**TASK DIRECTIONS**
Update the listing below by replacing "marker" with "point" everywhere it occurs, keeping everything else the same. Omit the pictures from your version.

**** RECORD LIST

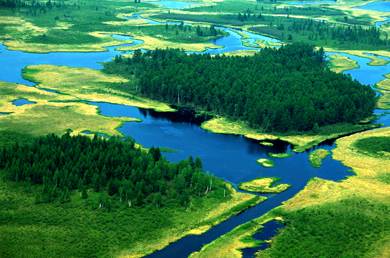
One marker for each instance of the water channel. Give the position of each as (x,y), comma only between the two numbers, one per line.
(230,157)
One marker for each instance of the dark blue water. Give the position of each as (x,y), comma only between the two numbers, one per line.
(51,91)
(21,102)
(381,6)
(314,2)
(366,74)
(174,4)
(227,156)
(138,16)
(270,230)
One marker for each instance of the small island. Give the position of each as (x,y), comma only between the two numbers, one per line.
(267,163)
(317,156)
(280,155)
(264,185)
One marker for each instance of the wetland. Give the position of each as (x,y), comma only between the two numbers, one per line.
(74,76)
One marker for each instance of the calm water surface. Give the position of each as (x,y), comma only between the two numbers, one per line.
(380,6)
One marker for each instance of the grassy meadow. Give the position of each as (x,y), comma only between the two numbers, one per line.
(317,156)
(326,215)
(263,185)
(80,229)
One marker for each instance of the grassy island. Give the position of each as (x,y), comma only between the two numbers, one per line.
(317,156)
(264,185)
(267,163)
(280,155)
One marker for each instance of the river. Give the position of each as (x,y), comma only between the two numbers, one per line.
(230,157)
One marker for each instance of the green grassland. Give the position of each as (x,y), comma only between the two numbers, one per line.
(264,185)
(280,155)
(80,229)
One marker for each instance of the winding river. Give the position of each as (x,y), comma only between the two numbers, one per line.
(230,157)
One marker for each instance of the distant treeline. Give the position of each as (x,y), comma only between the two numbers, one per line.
(280,90)
(112,167)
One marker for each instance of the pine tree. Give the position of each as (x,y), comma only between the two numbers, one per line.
(84,193)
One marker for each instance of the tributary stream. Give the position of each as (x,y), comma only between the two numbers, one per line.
(230,157)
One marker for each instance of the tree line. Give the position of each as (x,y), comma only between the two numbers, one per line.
(285,89)
(109,167)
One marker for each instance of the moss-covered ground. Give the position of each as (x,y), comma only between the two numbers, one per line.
(81,229)
(301,141)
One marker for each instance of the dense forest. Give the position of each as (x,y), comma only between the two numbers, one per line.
(285,89)
(111,167)
(348,228)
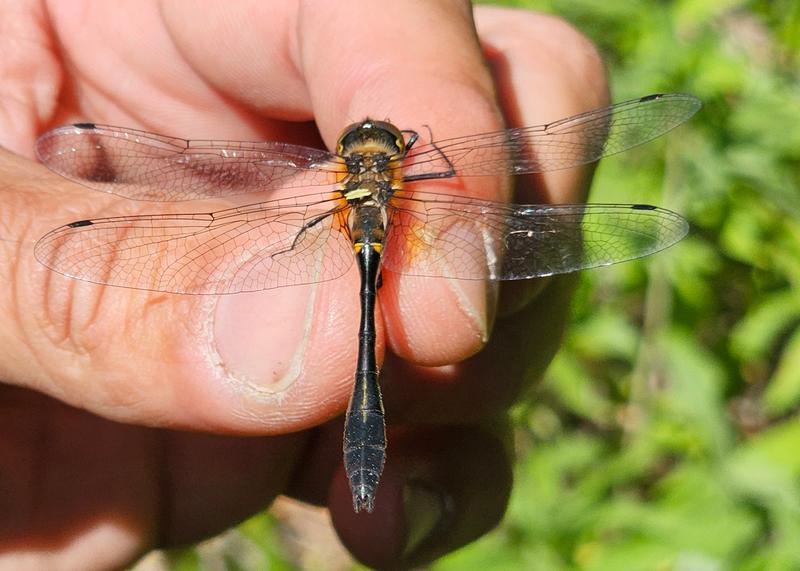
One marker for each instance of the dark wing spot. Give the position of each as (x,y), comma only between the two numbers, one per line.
(80,223)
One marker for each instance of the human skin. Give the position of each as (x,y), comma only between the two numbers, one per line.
(134,420)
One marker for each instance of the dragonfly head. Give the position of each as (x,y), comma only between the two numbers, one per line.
(370,136)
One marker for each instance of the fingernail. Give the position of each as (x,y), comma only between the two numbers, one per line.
(260,338)
(427,510)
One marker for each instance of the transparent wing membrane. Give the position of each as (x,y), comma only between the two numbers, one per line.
(304,239)
(563,144)
(448,236)
(252,248)
(146,166)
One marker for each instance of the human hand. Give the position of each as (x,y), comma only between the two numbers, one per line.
(101,485)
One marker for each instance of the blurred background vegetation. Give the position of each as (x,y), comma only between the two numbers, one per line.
(665,434)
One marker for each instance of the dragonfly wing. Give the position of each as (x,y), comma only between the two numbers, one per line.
(251,248)
(563,144)
(448,236)
(147,166)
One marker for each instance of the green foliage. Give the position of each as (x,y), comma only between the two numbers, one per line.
(665,434)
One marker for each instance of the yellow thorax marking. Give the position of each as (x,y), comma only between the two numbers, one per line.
(356,193)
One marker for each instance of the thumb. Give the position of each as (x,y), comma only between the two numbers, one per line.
(248,363)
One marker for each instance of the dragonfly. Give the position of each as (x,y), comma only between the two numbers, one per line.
(363,204)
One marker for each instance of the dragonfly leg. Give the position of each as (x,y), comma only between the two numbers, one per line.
(450,172)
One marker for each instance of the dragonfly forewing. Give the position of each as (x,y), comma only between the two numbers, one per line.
(562,144)
(147,166)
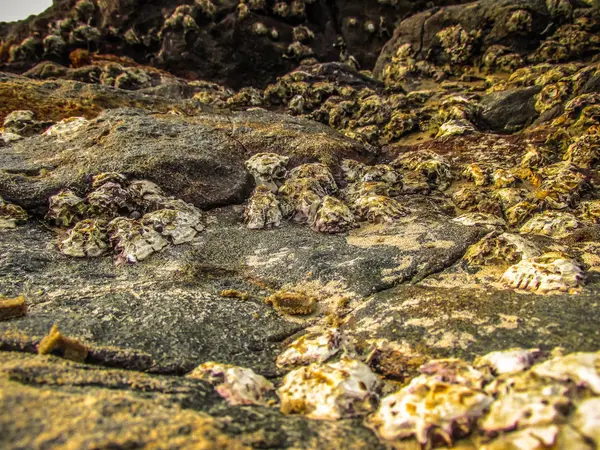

********

**PROBLEM SOLUTION**
One point for each instance of the water channel. Give the position of each as (x,y), comma only between the two numbers, one per line.
(230,157)
One point for each instance of the dark blue water. Give the position of each as (x,y), comma only between the two numbers, one per line.
(51,91)
(21,102)
(381,6)
(314,2)
(366,74)
(174,4)
(227,156)
(138,16)
(270,230)
One point for each instance of the small island. Give the position of each as (x,y), comma only between the two numbers, one per line.
(267,163)
(317,156)
(280,155)
(264,185)
One point for each instance of the wetland. Give the position of each as (x,y), comma only between the two numbers, one per line.
(74,76)
One point for each instance of the calm water surface. Give the position of each as (x,y), comma only between the two numbers, one per line.
(380,6)
One point for each instance of the grassy meadow. Give the position of each as (x,y), comma only between the two numbers, one per line.
(317,156)
(326,215)
(263,185)
(80,229)
One point for each instance of the grassy island. Give the position of each as (x,y), comma only between the two numbers, one per line.
(317,156)
(264,185)
(267,163)
(280,155)
One point for each instance of the river. Give the position of each as (x,y), comma only between the two numbers, one per line.
(230,157)
One point for each instance of the green grassland. Give the position of each as (x,y), comma only between the two numbers, one per line.
(264,185)
(280,155)
(80,229)
One point for each instance of the winding river. Give the position of each as (x,y), comma only between the two numbers, one per line.
(230,157)
One point for each instance of the distant treeline. Give the position of each as (x,y), comma only between the two numbers, one per line.
(280,90)
(112,167)
One point for each instance of the pine tree. Give the position of each as (x,y), comma only between the two numbers, one per line.
(84,193)
One point for each instance of the tributary stream. Give the position of each as (x,y), comma only between the two numbers, one per line.
(230,157)
One point for each instance of the tree line. Give the position of each as (x,y), comma only between the two numbers, one per line.
(285,89)
(109,167)
One point for each instance of the moss-covered ground. Give the position of each as (x,y), comma only between the two numbers, one per line.
(81,229)
(301,141)
One point for each instance of the dense forest. Give the position of each as (x,y), comma only between the two numbers, one per line.
(285,89)
(111,167)
(348,228)
One point for each instance of the dark wing spot. Give the position of each as (x,y), comma only between the two numbers, one per line.
(80,223)
One point for each instance of the human skin. Give the position of each as (x,y), comma only between the two numbers, one per line.
(134,420)
One point for each instance of the dragonfly head. Give the position of each as (x,y), comma only between the two numbers, one per line.
(370,136)
One point for each instance of the fingernail. Give the position of each as (x,y), comma only between the two numbers, one per line.
(260,338)
(427,510)
One point for each instance of the transparent wing membrane. Give the position of each as (x,y), comma only between the two numbers, one per line.
(304,239)
(563,144)
(448,236)
(252,248)
(146,166)
One point for each instance of the human hand. Give the position of each as (x,y), comma only between the two numbers, one per line.
(101,485)
One point for each instance of the blurred background vegetation. Give the position of each as (x,y), comma only between the two numbers, one per line.
(665,434)
One point for each instance of the dragonfly wing. Give the position of each as (x,y), comma only between the two numbers, one per line.
(251,248)
(563,144)
(448,236)
(147,166)
One point for each instance of the green foliage. Give the position of each as (x,y), comma only between the two numbers, one per line.
(665,434)
One point for each instance of the yellow thorax marking. Give the position of each as (x,y), comma only between the two numbers, one per line.
(356,193)
One point for each instance of the thumb. Give the position of each as (x,y), comma only between the two numbers, one per line.
(248,363)
One point for each instance of the dragonfly. Give the position of each as (x,y), comma only between the two numbers, one per line.
(363,204)
One point for each instance of the dragonfly leg. Give the position of each as (x,y), comma only between the two numbers, one per line.
(450,172)
One point for each instance of the dragonfly forewing. Give the position of each as (x,y), comma only between the two numbers, one per line.
(562,144)
(147,166)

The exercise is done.